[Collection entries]
------

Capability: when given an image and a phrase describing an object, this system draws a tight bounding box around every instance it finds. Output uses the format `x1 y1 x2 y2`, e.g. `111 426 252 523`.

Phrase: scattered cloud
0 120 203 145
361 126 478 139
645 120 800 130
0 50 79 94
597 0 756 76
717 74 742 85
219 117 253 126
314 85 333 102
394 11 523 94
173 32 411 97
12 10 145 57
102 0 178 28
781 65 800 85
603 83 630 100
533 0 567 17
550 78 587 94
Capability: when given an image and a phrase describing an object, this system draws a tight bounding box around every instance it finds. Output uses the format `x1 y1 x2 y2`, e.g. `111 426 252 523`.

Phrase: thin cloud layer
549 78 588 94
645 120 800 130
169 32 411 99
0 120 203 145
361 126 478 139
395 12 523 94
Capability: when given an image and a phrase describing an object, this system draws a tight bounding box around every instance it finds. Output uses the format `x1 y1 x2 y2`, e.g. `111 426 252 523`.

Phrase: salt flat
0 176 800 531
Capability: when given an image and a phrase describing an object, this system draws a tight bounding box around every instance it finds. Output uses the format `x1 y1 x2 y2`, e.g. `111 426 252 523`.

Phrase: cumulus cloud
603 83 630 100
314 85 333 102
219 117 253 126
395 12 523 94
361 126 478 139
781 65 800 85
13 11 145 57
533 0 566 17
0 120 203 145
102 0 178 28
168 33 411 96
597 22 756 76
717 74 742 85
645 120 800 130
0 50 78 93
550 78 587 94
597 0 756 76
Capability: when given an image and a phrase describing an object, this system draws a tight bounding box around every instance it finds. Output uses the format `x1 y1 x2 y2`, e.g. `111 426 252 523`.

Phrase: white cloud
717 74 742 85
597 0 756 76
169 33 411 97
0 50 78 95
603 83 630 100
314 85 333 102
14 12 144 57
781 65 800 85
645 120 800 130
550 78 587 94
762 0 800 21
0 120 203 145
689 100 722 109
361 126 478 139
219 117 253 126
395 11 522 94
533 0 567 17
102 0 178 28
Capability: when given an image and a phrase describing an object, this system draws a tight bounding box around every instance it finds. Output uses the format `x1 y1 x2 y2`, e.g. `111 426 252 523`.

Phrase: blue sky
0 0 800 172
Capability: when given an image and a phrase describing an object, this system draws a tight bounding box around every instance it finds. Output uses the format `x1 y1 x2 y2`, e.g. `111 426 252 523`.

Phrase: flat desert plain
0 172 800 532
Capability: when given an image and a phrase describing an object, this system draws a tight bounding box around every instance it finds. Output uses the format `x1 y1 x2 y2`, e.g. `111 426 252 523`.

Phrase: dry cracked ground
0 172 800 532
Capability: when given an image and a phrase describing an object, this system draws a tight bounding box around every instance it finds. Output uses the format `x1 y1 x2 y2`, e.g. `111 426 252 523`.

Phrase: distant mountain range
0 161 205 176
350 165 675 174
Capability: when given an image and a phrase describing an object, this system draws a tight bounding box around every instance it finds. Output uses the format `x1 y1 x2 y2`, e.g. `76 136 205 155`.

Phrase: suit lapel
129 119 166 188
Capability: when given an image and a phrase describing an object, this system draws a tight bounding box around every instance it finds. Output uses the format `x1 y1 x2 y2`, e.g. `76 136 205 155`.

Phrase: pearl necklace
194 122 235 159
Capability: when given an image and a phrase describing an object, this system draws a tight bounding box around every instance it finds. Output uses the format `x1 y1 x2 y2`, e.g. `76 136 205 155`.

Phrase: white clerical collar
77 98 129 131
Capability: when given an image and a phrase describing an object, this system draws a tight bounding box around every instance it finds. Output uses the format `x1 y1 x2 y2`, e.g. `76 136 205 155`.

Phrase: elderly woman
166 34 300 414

------

> [EXERCISE OBJECTIVE]
Pick out every line in the records above that contains the string "flat", and copy each one in full. Matching is case-sensitive.

> [THE SOLUTION]
Phrase: salt flat
Phrase: flat desert plain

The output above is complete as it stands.